━━ DATA SUPPLIED
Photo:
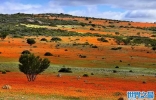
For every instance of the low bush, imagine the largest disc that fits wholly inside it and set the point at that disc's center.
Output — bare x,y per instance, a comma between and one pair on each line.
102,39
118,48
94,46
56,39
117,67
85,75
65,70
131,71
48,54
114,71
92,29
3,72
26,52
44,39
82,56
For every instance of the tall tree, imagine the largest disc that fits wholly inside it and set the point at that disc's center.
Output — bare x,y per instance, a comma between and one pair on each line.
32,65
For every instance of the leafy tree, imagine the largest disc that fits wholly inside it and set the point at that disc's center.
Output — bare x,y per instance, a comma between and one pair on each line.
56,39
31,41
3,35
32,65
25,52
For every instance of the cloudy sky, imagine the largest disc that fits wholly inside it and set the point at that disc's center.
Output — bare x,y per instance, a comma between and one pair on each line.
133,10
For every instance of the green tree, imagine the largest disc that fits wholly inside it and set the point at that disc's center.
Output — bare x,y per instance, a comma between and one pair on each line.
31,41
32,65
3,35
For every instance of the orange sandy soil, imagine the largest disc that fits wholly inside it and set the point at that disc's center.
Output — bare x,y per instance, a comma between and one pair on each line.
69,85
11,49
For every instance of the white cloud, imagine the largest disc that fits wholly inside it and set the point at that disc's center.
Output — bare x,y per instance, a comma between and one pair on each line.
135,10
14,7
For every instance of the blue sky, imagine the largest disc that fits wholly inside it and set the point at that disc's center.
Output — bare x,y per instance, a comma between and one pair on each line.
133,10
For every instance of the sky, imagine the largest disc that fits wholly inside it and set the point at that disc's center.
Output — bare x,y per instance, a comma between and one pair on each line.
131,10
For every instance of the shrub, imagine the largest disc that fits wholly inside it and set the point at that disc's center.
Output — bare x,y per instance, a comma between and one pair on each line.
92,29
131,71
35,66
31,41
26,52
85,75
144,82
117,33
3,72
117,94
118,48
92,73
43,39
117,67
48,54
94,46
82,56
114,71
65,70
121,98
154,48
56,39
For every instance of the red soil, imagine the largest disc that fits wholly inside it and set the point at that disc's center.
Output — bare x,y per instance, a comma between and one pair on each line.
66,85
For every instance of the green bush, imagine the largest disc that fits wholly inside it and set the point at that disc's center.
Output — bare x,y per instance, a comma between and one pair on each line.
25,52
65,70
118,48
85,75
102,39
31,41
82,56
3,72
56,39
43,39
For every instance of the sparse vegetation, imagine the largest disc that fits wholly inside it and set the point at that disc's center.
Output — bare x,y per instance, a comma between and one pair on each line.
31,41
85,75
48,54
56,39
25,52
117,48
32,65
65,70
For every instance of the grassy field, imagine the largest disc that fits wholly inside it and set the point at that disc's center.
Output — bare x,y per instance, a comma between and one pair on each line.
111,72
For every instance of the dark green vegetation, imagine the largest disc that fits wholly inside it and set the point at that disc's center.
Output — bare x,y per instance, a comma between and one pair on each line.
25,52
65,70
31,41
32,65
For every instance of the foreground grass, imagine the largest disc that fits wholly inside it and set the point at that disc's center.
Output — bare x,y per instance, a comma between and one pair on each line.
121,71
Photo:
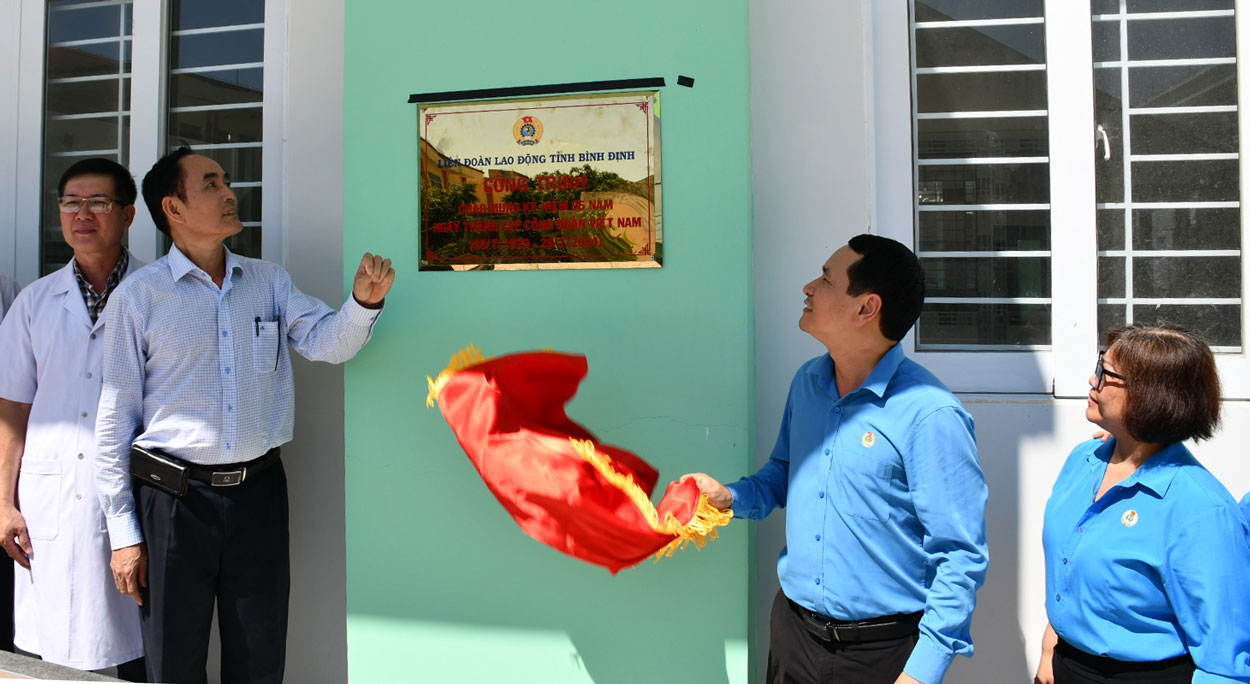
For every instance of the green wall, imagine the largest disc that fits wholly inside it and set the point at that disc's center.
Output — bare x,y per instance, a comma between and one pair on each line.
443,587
━━━━
━━ DATA SUPPLIED
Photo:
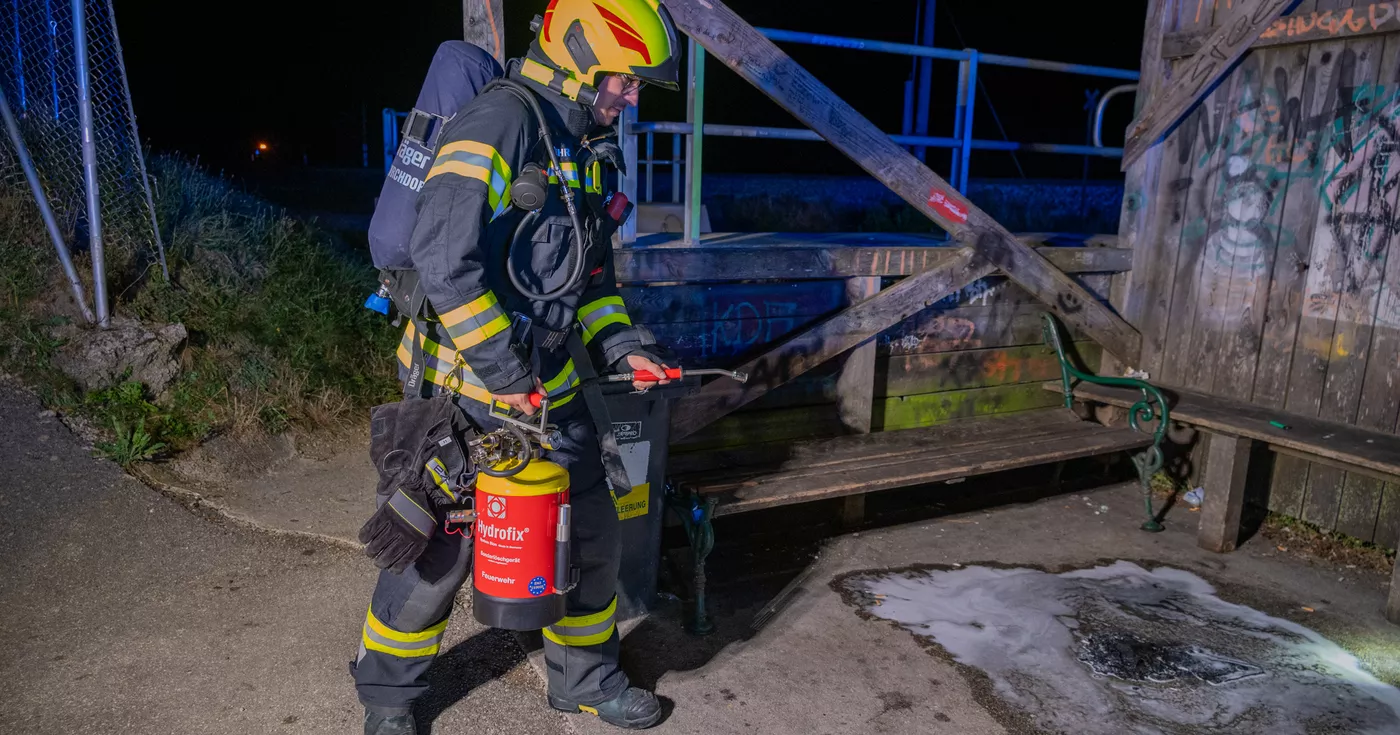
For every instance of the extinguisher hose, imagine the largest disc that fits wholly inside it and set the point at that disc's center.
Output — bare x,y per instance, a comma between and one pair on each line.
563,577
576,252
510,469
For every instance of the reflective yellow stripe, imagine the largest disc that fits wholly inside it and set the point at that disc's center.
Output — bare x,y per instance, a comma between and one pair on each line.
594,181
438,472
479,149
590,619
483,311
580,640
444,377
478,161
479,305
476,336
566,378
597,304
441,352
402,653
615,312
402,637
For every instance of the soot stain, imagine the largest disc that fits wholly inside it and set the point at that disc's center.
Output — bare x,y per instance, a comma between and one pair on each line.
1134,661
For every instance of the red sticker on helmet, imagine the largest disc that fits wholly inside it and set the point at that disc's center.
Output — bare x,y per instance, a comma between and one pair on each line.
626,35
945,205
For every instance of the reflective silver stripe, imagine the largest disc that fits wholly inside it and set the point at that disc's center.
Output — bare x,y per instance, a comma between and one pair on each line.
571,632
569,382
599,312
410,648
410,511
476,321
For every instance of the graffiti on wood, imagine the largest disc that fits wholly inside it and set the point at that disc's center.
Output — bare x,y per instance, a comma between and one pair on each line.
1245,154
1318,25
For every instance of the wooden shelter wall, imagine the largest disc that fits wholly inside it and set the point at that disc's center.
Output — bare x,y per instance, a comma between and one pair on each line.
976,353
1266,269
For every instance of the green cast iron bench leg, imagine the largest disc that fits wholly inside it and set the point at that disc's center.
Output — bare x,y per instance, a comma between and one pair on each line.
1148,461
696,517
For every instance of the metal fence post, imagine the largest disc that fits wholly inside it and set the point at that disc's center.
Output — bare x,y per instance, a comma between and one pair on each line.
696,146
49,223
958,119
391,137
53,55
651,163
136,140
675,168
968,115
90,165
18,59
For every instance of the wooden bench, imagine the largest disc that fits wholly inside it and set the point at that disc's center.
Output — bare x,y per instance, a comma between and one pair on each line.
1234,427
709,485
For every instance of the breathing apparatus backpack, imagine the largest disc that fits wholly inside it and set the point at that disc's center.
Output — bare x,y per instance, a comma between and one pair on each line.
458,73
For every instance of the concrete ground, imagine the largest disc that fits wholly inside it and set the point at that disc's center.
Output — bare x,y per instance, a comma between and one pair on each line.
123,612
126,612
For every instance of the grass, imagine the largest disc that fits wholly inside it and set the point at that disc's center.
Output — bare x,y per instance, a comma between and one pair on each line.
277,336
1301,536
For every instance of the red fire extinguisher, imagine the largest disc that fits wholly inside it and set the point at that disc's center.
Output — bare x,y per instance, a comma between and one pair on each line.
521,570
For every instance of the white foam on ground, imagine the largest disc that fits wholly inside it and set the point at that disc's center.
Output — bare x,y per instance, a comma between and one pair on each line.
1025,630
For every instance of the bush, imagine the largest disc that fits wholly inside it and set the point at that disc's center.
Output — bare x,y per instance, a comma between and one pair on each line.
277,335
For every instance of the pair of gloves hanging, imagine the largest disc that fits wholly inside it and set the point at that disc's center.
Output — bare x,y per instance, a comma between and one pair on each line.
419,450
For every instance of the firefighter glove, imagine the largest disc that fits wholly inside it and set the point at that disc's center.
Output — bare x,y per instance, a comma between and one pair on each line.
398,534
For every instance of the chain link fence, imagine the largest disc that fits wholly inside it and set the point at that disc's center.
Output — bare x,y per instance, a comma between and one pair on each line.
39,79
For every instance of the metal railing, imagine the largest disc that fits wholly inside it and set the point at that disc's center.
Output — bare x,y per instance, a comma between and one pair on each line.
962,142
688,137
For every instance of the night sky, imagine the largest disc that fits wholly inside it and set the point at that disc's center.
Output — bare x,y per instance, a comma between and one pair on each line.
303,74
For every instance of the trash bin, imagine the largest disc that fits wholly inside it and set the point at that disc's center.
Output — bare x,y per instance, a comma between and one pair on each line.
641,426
━━━━
- TASK ITEM
Your answer should be the lines above from the one containing "For every instance of the red soil, imagine" through the one containing "For every instance of the green bush, imagine", copied exactly and with both ends kept.

- ANSWER BELOW
For every instance of the red soil, imagine the largest disc that fits wholly inside it and set the point at that disc's center.
Output — bare x,y per instance, a comma between and one pair on each line.
66,85
For every instance of the green bush, imagine the largest disc that fits wholly inside it and set the point at that disc's center.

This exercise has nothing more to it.